Directions »
For the data below, restate word for word only the lines from the line containing "negative clicks: (208, 105)" through the line containing "box: [65, 187, 83, 239]", both ends included.

Material for the task »
* * * * *

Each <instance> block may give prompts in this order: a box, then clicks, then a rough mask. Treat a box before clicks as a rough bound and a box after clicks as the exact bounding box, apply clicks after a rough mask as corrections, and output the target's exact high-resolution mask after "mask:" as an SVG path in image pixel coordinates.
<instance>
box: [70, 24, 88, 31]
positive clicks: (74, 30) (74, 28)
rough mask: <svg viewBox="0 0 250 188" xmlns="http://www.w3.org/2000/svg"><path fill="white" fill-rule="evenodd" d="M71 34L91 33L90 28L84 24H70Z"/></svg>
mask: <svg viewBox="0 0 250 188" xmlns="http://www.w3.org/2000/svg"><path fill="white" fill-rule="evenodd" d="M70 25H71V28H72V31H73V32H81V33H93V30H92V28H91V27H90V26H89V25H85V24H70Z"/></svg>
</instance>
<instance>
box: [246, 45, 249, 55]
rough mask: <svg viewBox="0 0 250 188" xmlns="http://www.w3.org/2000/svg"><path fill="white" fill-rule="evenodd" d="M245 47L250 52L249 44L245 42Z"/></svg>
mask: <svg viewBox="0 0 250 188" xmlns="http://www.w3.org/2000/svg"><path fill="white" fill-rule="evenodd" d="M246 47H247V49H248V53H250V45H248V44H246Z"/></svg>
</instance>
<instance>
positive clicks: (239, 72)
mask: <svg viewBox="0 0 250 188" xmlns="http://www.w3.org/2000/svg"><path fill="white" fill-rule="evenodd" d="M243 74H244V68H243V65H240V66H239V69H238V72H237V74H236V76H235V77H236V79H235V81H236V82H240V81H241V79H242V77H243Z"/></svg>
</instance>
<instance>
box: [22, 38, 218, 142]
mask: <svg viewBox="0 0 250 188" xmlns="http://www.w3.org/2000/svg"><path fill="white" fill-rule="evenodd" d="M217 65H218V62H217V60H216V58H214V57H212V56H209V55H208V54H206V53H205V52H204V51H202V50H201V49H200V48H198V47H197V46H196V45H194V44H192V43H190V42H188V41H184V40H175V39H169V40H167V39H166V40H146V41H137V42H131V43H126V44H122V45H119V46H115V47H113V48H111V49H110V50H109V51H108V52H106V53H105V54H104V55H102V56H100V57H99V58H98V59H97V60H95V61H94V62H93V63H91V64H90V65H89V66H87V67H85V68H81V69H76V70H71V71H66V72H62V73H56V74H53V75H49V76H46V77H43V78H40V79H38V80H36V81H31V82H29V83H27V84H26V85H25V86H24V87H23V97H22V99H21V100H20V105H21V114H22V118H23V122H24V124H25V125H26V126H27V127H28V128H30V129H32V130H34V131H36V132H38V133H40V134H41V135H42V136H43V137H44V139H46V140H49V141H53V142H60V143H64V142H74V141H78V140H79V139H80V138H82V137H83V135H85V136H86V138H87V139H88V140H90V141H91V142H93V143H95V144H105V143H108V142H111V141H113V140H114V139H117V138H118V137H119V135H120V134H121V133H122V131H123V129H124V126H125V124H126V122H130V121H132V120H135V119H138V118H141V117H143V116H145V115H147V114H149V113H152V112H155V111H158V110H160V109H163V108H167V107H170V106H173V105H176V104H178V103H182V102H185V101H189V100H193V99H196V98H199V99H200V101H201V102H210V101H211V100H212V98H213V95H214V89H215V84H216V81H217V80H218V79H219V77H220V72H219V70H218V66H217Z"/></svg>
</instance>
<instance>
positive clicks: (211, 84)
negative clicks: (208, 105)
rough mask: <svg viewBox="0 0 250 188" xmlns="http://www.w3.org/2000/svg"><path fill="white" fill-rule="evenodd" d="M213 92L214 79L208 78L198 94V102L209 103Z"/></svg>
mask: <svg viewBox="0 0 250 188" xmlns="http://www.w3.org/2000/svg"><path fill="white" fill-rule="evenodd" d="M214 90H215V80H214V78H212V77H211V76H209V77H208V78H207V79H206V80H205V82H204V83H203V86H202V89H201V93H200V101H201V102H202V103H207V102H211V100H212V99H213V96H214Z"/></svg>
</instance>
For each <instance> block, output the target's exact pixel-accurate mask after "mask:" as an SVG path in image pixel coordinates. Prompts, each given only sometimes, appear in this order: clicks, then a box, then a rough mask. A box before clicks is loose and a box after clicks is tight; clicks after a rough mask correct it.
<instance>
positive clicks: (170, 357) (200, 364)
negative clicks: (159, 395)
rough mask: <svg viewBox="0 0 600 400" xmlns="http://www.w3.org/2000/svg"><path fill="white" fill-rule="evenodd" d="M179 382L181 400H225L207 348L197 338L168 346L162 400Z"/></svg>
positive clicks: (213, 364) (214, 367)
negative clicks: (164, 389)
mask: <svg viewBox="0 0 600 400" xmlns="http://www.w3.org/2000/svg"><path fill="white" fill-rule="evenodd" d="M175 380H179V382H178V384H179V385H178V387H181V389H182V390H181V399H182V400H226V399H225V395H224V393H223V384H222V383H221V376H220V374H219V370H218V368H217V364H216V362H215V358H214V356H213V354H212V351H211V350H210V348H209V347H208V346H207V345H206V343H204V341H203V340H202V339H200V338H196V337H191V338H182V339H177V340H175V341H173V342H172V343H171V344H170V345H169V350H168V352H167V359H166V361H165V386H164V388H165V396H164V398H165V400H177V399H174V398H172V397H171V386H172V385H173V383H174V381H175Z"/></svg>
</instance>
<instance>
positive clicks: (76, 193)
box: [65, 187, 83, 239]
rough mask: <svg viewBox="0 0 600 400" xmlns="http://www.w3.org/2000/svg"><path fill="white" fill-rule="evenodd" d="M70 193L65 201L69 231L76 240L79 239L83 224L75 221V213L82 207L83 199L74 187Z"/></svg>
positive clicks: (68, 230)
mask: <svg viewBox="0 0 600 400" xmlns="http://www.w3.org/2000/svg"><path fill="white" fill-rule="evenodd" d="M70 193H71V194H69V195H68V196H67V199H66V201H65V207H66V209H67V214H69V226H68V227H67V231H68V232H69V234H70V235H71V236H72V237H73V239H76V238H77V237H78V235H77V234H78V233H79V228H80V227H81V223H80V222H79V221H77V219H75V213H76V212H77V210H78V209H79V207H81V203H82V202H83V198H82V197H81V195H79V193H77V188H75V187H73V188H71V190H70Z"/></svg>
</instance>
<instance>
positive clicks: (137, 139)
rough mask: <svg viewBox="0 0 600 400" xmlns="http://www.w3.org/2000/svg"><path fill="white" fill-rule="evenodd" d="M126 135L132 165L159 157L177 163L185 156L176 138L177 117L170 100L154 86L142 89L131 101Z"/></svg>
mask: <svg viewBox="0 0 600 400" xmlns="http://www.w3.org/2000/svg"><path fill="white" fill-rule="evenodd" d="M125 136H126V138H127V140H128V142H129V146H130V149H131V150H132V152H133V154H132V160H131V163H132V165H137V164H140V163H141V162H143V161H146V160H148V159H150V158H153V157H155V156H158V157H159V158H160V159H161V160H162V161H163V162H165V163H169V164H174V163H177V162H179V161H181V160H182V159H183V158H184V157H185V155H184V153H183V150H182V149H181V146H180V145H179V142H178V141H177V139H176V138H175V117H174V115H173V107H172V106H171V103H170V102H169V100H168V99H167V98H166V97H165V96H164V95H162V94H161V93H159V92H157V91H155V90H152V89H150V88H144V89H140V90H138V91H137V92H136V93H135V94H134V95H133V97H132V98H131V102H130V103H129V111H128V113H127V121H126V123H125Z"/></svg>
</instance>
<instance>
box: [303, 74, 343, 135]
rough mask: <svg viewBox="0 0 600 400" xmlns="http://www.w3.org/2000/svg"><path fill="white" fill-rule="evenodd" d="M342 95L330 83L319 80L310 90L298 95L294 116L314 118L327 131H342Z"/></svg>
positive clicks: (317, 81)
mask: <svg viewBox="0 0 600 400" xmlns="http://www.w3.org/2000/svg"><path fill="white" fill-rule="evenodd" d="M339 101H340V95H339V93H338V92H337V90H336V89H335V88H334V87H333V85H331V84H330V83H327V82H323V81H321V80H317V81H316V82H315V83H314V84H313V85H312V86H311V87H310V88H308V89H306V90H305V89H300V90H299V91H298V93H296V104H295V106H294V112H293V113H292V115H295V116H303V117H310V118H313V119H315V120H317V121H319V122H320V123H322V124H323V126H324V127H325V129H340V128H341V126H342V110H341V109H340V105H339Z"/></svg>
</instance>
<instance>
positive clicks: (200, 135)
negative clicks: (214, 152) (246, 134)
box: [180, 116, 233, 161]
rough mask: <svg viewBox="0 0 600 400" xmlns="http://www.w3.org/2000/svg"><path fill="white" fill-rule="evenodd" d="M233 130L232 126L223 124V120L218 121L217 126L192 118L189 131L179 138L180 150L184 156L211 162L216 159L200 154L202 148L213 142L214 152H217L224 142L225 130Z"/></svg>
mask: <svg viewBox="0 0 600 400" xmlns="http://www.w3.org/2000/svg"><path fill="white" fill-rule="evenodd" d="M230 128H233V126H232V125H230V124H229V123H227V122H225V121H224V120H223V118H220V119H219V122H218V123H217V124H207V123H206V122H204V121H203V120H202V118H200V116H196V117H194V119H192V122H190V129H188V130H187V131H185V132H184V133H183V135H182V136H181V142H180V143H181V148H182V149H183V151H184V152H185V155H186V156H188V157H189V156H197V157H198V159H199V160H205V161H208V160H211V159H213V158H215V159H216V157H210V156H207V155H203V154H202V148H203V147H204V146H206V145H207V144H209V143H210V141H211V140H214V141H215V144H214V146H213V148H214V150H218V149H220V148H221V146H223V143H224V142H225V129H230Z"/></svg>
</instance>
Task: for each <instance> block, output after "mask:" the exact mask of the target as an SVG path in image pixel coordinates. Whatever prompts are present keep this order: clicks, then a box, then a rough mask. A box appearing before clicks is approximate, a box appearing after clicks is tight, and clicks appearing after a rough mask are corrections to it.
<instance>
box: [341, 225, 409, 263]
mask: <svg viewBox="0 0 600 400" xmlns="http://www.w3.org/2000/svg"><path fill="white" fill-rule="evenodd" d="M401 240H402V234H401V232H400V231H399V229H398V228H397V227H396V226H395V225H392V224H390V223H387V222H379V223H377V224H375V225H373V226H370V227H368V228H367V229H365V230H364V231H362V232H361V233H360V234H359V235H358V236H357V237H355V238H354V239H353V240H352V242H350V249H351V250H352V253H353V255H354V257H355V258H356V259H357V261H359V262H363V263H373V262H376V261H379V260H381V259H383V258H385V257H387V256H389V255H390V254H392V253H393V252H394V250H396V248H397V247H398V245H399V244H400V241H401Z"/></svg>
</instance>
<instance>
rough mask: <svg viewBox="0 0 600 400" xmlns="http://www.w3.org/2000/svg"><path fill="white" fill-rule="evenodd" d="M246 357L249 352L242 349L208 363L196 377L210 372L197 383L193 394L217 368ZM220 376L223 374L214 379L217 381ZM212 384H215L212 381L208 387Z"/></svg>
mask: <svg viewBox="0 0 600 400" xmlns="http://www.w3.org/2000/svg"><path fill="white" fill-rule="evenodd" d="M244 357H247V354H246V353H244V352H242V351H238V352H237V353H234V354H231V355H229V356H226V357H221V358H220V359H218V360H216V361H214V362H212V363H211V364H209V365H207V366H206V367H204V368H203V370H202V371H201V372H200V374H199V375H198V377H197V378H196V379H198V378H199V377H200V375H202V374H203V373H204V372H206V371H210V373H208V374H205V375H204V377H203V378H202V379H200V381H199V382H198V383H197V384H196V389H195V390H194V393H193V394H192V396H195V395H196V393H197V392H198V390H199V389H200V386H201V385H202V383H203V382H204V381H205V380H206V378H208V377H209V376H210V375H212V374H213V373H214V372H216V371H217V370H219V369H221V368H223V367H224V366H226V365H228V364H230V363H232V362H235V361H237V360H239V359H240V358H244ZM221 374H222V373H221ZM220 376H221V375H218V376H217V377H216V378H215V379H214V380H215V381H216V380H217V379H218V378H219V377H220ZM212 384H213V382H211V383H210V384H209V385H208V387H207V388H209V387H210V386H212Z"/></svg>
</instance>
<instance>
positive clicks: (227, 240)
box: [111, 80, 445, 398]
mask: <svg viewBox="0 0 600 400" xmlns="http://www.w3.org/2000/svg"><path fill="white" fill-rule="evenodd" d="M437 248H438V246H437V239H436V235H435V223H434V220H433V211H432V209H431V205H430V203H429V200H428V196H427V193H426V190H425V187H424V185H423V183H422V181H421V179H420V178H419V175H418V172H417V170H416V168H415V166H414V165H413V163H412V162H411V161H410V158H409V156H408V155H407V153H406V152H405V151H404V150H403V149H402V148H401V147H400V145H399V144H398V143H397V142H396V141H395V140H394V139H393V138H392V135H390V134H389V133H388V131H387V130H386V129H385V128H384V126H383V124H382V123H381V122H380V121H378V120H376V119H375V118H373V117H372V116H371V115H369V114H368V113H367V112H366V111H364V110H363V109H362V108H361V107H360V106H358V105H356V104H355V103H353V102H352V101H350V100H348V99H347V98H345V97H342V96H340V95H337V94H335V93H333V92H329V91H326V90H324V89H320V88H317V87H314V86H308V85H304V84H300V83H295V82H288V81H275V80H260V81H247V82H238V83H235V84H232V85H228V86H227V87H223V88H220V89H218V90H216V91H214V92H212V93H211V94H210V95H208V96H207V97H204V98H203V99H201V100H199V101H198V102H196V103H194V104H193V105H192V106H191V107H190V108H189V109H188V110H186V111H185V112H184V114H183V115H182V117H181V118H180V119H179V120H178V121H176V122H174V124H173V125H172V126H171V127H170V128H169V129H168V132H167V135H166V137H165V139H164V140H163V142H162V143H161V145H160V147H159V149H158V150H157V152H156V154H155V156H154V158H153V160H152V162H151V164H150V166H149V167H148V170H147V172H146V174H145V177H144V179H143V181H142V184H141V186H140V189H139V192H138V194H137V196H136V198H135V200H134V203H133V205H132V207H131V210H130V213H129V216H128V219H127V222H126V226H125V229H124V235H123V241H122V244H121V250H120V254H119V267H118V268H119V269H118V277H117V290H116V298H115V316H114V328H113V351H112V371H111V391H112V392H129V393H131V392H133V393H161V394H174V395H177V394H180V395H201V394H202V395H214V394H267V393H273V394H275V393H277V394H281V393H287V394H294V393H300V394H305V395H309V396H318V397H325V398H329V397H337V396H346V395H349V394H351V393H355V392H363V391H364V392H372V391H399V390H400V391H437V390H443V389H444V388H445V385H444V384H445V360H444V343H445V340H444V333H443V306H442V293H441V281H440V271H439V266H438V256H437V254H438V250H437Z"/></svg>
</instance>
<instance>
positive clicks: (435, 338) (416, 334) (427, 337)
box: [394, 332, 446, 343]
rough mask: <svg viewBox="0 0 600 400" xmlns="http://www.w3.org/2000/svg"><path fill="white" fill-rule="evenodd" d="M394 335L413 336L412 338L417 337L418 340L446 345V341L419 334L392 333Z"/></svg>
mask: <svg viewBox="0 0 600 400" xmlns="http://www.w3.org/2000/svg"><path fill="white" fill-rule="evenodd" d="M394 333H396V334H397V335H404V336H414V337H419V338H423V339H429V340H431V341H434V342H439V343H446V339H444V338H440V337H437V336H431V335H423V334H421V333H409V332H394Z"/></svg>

* * * * *

Exercise output »
negative clicks: (208, 105)
rough mask: <svg viewBox="0 0 250 188" xmlns="http://www.w3.org/2000/svg"><path fill="white" fill-rule="evenodd" d="M213 92L214 79L208 78L198 94V102L209 103Z"/></svg>
mask: <svg viewBox="0 0 250 188" xmlns="http://www.w3.org/2000/svg"><path fill="white" fill-rule="evenodd" d="M214 90H215V80H214V78H212V77H211V76H209V77H208V78H207V79H206V80H205V82H204V83H203V86H202V89H201V93H200V101H201V102H202V103H207V102H211V100H212V99H213V96H214Z"/></svg>
</instance>
For each <instance> block, output the target's exact pixel-accurate mask after "mask:" as an SVG path in image pixel coordinates. Prompts, each given only sometimes, appear in this order: clicks, then a box, then a rough mask. A box before clicks is loose and a box after clicks is tight; clicks after a rough mask correct it.
<instance>
positive clicks: (170, 357) (200, 364)
negative clicks: (159, 395)
rough mask: <svg viewBox="0 0 600 400" xmlns="http://www.w3.org/2000/svg"><path fill="white" fill-rule="evenodd" d="M179 382L181 400H225L207 348L197 338L168 346L162 400Z"/></svg>
positive clicks: (213, 364) (214, 367)
negative clicks: (164, 389)
mask: <svg viewBox="0 0 600 400" xmlns="http://www.w3.org/2000/svg"><path fill="white" fill-rule="evenodd" d="M175 380H179V382H178V384H179V385H178V387H181V389H182V390H181V399H182V400H226V399H225V395H224V393H223V384H222V383H221V376H220V374H219V370H218V368H217V364H216V362H215V358H214V356H213V354H212V351H211V350H210V348H209V347H208V346H207V345H206V343H204V341H203V340H202V339H200V338H196V337H191V338H182V339H177V340H175V341H173V342H172V343H171V344H170V345H169V350H168V352H167V359H166V361H165V386H164V388H165V396H164V398H165V400H177V399H174V398H172V397H171V386H172V385H173V383H174V381H175Z"/></svg>
</instance>
<instance>
positive clicks: (76, 193)
box: [65, 187, 83, 239]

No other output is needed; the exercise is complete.